---------- TEXTE FOURNI ----------
Le positionnement « participatif critique » des syndicats européens, des années 1990 jusqu’à la fin des années 2000, était sous-tendu par la promesse d’un espace de relations professionnelles support des pratiques coutumières des syndicalismes nationaux, au moins dans la partie occidentale de l’Europe. Le durcissement de l’orientation néolibérale de la Commission et du Conseil européen au milieu des années 2000, ajouté au refus patronal maintenu de négocier à ce niveau, ont conduit à l’éloignement de cette perspective. L’ère des désillusions a suivi celle des espérances. Si elle n’est pas encore à l’ère d’un changement de stratégie, la CES en agite la menace : un comité exécutif en décembre 2016 a adopté par acclamation (une procédure rare) un texte indiquant que la CES en avait assez « de gaspiller son temps » et qu’elle souhaitait concentrer son énergie sur quelques questions stratégiques. Tout en épargnant la Commission, elle demande au patronat de s’engager résolument faute de quoi elle « changerait de stratégie » (CES, 2016, cité par Pochet, Degryse, op. cit.).
La première question est bien sûr celle de la stratégie de rechange évoquée en creux dans une telle affirmation car la CES n’est pas, par elle-même, dotée d’une capacité stratégique. Participer ou ne pas participer au dialogue social européen se ramène pour elle à l’alternative douloureuse entre « être ou ne pas être ». En sortir ne réglerait pas le problème : ce dont il s’agit est davantage d’investir cette présence de capacités et de rapports de force qui sont la condition d’une puissance capable de réduire l’écart abyssal entre les objectifs proclamés dans les congrès de la confédération européenne et ses réalisations pratiques.
Mais la capacité stratégique à agir sur l’espace européen n’est pas tout entière contenue dans la forme « CES ». Elle dépend d’une combinaison entre les différents niveaux engagés sur cet espace : les affiliés nationaux, bien sûr, les organisations de branche mais aussi toute forme d’action syndicale mettant en cause directement ou indirectement des décisions ou des orientations de l’UE.
III. La CES comme organisation syndicale internationale
Pas plus que le dialogue social européen n’a conduit à un espace intégré de relations professionnelles, la « Confédération » européenne des syndicats n’a en réalité jamais fonctionné comme une organisation intégrée : les affiliés (les confédérations nationales) ont une absolue souveraineté sur leurs décisions, les fédérations de branche ne lui rendent compte que formellement de leur activité, ses instances ressemblent le plus souvent davantage à un forum de dirigeants qu’à des organes réellement délibératifs. En cela, elle ressemble assez aux autres organisations internationales de syndicats même si elle présente un degré de mise en commun inégalé. Dès lors qu’elle s’est appuyée sur une construction interétatique sans équivalent dans l’histoire récente des relations internationales, elle a elle-même atteint une densité qui n’existe pas ailleurs. Mais à force de mettre l’accent sur ce point d’appui institutionnel, on en vient à oublier que les relations syndicales internationales ne relèvent pas entièrement, en Europe, de la construction européenne.
---------- SECTION DE DONNÉES ----------
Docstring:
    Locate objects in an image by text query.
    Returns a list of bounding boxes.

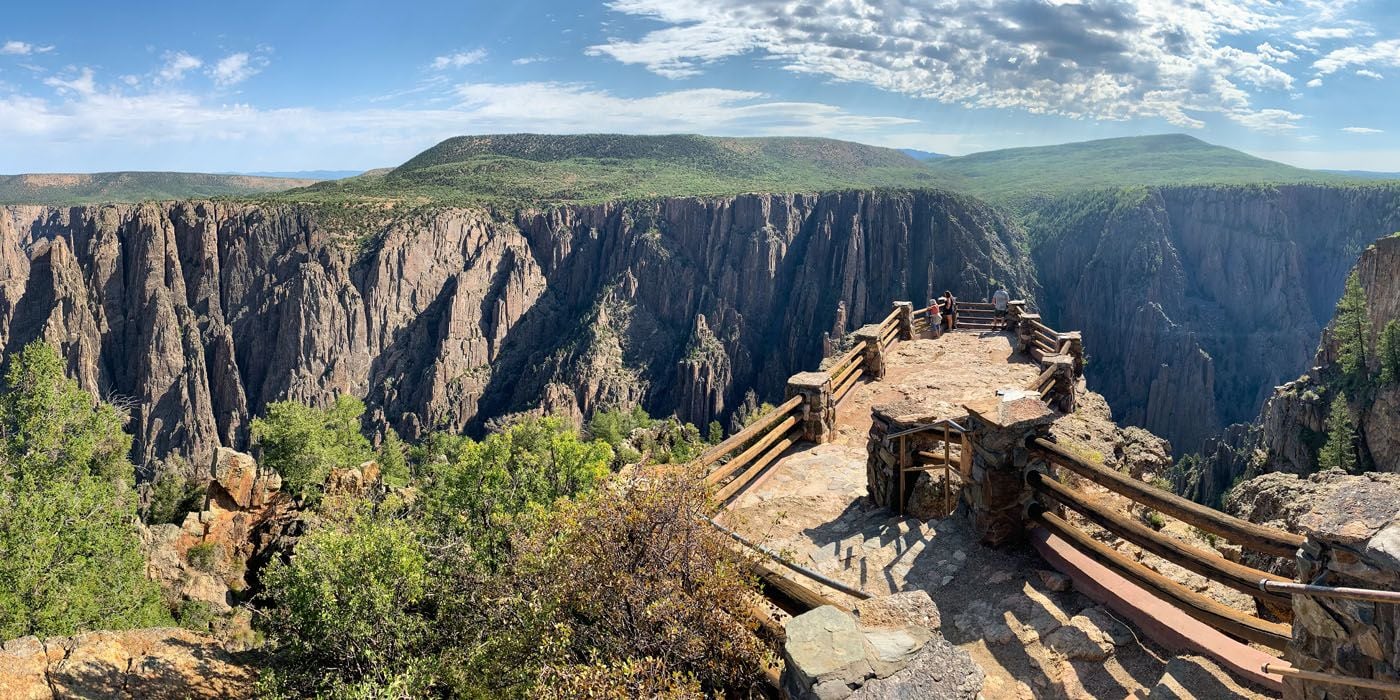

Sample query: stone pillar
----------
### LA CONSIGNE
Recopiez le passage du texte fourni qui commence aux mots « La première question » et s'arrête après « ses réalisations pratiques. ». Appuyez-vous uniquement sur le texte fourni.

### RÉPONSE RÉDIGÉE
La première question est bien sûr celle de la stratégie de rechange évoquée en creux dans une telle affirmation car la CES n’est pas, par elle-même, dotée d’une capacité stratégique. Participer ou ne pas participer au dialogue social européen se ramène pour elle à l’alternative douloureuse entre « être ou ne pas être ». En sortir ne réglerait pas le problème : ce dont il s’agit est davantage d’investir cette présence de capacités et de rapports de force qui sont la condition d’une puissance capable de réduire l’écart abyssal entre les objectifs proclamés dans les congrès de la confédération européenne et ses réalisations pratiques.